## Begin Task data

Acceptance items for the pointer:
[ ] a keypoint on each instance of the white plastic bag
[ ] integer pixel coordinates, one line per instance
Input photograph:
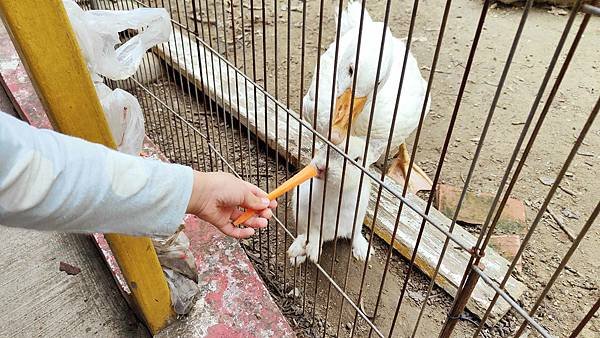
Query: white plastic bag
(183, 291)
(125, 118)
(98, 34)
(174, 253)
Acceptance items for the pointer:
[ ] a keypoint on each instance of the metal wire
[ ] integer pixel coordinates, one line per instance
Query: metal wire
(228, 60)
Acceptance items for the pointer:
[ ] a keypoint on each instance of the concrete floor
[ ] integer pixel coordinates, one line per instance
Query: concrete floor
(39, 300)
(36, 299)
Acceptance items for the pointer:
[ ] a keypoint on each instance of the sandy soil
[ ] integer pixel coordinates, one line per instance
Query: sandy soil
(577, 287)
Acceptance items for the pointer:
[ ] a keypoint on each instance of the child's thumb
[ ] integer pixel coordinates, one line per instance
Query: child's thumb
(251, 201)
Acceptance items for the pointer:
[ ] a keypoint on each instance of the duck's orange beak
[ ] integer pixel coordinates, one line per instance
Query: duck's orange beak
(342, 114)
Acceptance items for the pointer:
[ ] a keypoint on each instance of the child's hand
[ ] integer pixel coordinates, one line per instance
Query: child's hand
(216, 197)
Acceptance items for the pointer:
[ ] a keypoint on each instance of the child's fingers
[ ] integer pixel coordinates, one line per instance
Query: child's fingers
(233, 231)
(254, 222)
(267, 213)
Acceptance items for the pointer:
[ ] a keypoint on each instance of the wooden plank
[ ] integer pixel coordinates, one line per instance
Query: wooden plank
(217, 80)
(42, 34)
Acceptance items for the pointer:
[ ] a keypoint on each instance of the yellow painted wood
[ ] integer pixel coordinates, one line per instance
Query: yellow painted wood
(48, 47)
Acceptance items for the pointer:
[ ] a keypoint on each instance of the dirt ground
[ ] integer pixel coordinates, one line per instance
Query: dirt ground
(576, 289)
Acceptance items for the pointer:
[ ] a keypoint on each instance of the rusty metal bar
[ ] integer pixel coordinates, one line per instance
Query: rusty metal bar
(586, 319)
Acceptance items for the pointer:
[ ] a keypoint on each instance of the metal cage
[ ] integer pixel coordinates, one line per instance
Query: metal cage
(223, 95)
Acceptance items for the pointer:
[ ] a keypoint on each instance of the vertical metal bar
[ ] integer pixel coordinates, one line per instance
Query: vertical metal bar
(586, 319)
(316, 109)
(228, 77)
(55, 64)
(237, 88)
(457, 105)
(194, 34)
(208, 55)
(185, 83)
(266, 119)
(207, 102)
(346, 147)
(303, 47)
(191, 83)
(413, 154)
(331, 105)
(221, 110)
(287, 136)
(172, 121)
(542, 210)
(276, 66)
(370, 124)
(469, 279)
(529, 145)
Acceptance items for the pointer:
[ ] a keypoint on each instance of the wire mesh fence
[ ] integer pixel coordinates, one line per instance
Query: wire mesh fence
(228, 93)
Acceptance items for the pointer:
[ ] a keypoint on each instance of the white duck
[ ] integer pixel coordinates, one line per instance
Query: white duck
(411, 99)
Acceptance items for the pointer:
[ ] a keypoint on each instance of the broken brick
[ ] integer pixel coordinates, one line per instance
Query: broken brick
(476, 207)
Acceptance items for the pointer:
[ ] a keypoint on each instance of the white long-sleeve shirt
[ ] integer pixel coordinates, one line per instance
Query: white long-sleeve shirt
(50, 181)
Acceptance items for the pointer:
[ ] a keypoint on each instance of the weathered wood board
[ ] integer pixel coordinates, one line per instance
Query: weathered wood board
(236, 94)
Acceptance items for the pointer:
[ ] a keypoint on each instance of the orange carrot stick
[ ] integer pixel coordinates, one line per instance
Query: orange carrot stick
(303, 175)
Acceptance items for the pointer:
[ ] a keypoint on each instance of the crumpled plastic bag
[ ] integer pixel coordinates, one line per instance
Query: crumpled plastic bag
(125, 118)
(183, 291)
(98, 34)
(174, 253)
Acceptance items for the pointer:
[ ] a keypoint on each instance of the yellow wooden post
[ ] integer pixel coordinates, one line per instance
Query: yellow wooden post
(42, 34)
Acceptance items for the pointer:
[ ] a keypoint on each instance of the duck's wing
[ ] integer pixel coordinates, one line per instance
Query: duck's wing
(324, 98)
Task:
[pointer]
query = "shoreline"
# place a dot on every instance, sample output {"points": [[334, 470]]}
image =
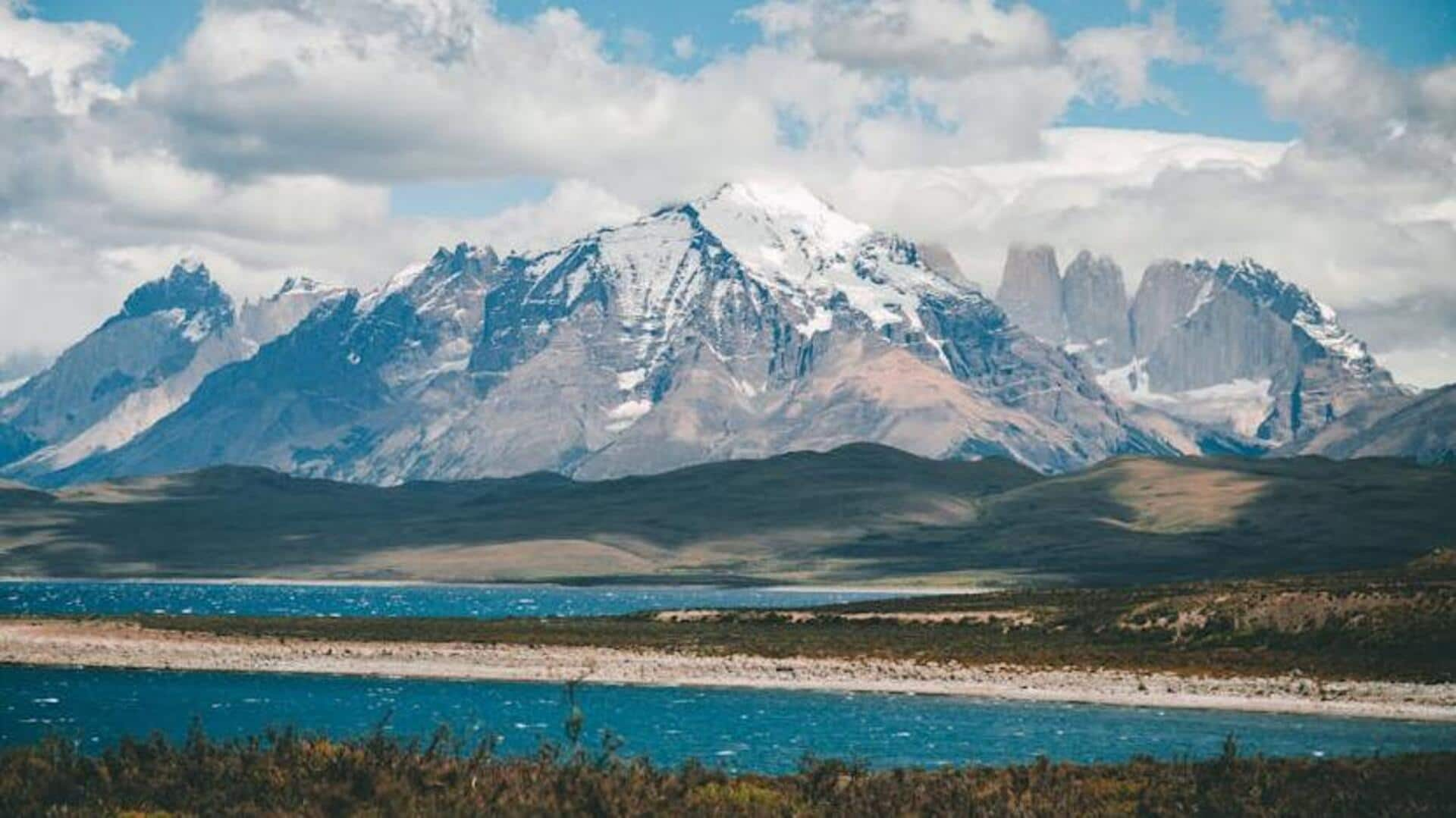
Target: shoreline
{"points": [[343, 582], [127, 645]]}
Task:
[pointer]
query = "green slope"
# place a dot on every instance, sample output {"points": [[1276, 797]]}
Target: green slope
{"points": [[858, 514]]}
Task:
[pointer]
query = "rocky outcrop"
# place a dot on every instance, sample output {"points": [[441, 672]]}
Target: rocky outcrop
{"points": [[139, 365], [1031, 291], [746, 324], [1420, 427], [1094, 302], [1213, 332]]}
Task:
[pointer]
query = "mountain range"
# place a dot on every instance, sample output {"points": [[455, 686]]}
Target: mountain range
{"points": [[747, 324]]}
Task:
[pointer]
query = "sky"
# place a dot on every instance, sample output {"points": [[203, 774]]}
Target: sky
{"points": [[347, 139]]}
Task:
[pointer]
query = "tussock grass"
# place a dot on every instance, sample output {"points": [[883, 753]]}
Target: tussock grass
{"points": [[1359, 626], [286, 773]]}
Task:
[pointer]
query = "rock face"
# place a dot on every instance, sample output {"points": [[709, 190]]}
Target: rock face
{"points": [[1420, 427], [1216, 357], [747, 324], [137, 367], [1237, 346], [1031, 291], [1085, 312], [1094, 300]]}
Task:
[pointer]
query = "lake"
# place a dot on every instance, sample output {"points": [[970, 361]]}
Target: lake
{"points": [[740, 729], [481, 601]]}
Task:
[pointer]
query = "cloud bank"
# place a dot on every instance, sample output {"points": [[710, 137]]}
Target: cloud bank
{"points": [[270, 142]]}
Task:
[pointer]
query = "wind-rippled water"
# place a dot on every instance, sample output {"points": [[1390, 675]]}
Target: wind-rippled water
{"points": [[479, 601], [742, 729]]}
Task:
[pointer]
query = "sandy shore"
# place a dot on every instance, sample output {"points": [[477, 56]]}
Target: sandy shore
{"points": [[127, 645]]}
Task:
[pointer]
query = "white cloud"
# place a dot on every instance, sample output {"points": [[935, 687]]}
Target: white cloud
{"points": [[270, 142], [72, 57], [683, 47], [1114, 60], [938, 38]]}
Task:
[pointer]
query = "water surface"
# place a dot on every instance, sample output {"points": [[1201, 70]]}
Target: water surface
{"points": [[742, 729], [479, 601]]}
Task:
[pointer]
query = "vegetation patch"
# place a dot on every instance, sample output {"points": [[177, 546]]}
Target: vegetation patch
{"points": [[286, 773]]}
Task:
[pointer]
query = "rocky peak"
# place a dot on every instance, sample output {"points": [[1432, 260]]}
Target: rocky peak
{"points": [[1031, 291], [1169, 291], [190, 289], [1094, 302]]}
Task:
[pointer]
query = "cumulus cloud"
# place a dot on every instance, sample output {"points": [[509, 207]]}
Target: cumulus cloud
{"points": [[270, 142], [1114, 61]]}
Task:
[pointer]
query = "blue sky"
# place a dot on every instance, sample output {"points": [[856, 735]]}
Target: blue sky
{"points": [[1408, 34], [934, 124]]}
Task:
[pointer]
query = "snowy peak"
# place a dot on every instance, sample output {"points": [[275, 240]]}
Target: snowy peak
{"points": [[1031, 291], [190, 289], [447, 277], [1288, 300]]}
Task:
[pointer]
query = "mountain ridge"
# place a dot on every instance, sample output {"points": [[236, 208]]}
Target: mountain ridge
{"points": [[861, 512], [745, 324]]}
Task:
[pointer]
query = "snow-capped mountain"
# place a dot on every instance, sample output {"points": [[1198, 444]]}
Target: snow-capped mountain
{"points": [[1229, 348], [750, 322], [137, 367]]}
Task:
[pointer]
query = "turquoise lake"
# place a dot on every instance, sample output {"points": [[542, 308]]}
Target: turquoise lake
{"points": [[481, 601], [740, 729]]}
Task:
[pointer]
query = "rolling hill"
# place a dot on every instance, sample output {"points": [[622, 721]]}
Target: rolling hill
{"points": [[861, 512]]}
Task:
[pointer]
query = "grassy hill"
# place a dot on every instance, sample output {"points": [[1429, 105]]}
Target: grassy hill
{"points": [[858, 514]]}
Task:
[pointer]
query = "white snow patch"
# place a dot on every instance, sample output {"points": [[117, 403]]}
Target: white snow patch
{"points": [[821, 321], [1239, 405], [1204, 296], [1329, 334], [629, 381], [623, 415]]}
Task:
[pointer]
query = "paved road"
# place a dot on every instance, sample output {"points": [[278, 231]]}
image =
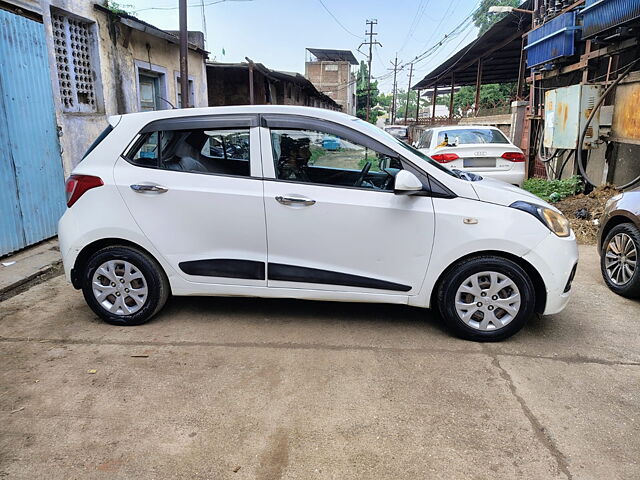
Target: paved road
{"points": [[264, 389]]}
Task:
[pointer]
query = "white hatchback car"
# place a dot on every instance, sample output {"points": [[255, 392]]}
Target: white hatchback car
{"points": [[255, 201], [478, 150]]}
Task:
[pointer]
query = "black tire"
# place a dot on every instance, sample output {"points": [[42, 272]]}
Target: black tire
{"points": [[456, 276], [630, 289], [157, 285]]}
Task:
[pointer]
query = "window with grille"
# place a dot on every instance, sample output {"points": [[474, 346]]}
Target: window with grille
{"points": [[73, 44]]}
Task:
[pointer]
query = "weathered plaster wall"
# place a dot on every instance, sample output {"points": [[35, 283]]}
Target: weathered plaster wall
{"points": [[117, 82]]}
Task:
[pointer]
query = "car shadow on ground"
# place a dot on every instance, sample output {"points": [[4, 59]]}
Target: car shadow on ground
{"points": [[288, 311]]}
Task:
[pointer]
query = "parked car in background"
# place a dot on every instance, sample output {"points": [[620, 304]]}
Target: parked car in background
{"points": [[154, 211], [479, 150], [619, 244], [401, 132]]}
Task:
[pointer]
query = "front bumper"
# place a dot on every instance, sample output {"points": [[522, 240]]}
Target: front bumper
{"points": [[555, 259]]}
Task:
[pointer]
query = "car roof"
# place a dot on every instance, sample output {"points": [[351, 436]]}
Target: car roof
{"points": [[465, 127], [146, 117]]}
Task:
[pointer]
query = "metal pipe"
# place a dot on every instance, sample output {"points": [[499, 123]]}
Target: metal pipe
{"points": [[478, 84], [433, 102], [251, 97], [406, 108], [184, 52], [453, 81]]}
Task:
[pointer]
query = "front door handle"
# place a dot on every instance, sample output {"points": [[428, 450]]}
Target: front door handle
{"points": [[302, 201], [148, 188]]}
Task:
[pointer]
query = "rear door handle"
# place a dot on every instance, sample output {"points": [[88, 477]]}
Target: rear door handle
{"points": [[302, 201], [148, 188]]}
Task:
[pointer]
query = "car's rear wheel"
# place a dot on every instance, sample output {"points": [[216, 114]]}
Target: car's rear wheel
{"points": [[486, 298], [124, 286], [619, 260]]}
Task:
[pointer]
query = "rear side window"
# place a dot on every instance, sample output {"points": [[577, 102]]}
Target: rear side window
{"points": [[213, 151], [98, 140], [425, 139]]}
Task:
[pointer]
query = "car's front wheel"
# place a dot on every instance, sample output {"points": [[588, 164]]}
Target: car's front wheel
{"points": [[486, 298], [124, 286], [619, 260]]}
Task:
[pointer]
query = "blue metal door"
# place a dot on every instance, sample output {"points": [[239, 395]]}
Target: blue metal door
{"points": [[32, 195]]}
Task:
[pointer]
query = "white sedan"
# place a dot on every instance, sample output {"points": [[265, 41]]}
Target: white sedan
{"points": [[258, 201], [478, 150]]}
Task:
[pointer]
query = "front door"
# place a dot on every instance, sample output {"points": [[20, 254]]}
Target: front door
{"points": [[196, 193], [333, 221]]}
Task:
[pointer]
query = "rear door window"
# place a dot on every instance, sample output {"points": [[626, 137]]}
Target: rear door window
{"points": [[208, 151]]}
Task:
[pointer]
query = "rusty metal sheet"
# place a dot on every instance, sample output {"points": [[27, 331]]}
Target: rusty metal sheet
{"points": [[626, 114]]}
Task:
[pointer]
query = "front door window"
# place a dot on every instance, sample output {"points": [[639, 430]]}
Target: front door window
{"points": [[311, 156]]}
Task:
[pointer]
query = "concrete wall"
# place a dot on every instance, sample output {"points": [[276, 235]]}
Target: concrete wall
{"points": [[116, 75], [336, 84], [229, 85]]}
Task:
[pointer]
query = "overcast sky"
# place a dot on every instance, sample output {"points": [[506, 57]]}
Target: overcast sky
{"points": [[276, 32]]}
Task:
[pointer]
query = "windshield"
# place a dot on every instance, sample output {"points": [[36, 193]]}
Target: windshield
{"points": [[459, 136], [377, 131]]}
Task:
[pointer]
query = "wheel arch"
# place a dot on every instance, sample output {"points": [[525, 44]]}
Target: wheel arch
{"points": [[91, 248], [538, 283], [614, 221]]}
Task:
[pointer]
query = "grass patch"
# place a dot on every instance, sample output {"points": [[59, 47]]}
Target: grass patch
{"points": [[553, 190]]}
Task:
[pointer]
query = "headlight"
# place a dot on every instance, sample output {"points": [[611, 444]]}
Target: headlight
{"points": [[554, 221]]}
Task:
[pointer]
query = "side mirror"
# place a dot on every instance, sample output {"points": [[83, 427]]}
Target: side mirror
{"points": [[406, 183]]}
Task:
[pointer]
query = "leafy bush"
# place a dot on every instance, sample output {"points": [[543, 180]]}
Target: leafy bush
{"points": [[553, 190]]}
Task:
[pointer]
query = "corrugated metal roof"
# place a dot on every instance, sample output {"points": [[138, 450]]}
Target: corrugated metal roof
{"points": [[499, 64], [328, 55]]}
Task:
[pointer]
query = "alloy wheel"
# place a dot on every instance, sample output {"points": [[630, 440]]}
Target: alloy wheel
{"points": [[621, 259], [119, 287], [487, 301]]}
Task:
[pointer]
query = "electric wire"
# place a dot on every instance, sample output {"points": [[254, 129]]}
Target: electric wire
{"points": [[338, 21]]}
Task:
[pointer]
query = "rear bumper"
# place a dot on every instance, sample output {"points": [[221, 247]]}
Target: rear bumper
{"points": [[555, 259]]}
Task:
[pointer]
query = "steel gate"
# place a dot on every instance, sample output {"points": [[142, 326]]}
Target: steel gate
{"points": [[32, 195]]}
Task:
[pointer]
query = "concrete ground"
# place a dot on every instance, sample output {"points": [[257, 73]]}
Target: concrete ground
{"points": [[265, 389]]}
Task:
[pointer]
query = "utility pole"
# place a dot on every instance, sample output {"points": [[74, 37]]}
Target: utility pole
{"points": [[406, 110], [395, 88], [371, 43], [184, 50]]}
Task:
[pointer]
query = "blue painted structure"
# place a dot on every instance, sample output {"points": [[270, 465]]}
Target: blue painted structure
{"points": [[555, 39], [601, 15], [32, 197]]}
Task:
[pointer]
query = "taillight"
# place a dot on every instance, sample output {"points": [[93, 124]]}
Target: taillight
{"points": [[78, 184], [445, 157], [513, 156]]}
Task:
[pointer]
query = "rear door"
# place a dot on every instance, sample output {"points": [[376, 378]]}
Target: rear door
{"points": [[194, 186]]}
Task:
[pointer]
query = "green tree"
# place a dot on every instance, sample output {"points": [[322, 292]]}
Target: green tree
{"points": [[484, 20], [361, 94], [491, 95]]}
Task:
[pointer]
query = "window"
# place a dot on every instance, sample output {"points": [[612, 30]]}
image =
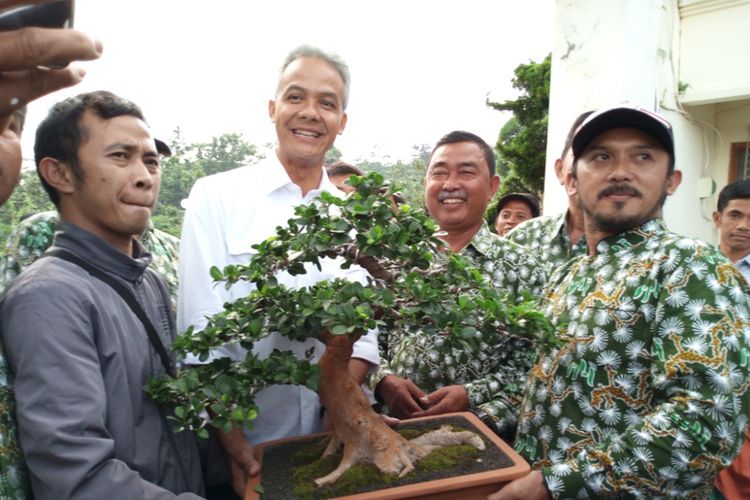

## End Task data

Exercise instructions: Extract each line in the entries above that contains the string "plaster". Case counts.

Task solution:
query = "weathered plaster wall"
Target: weathered plaster wall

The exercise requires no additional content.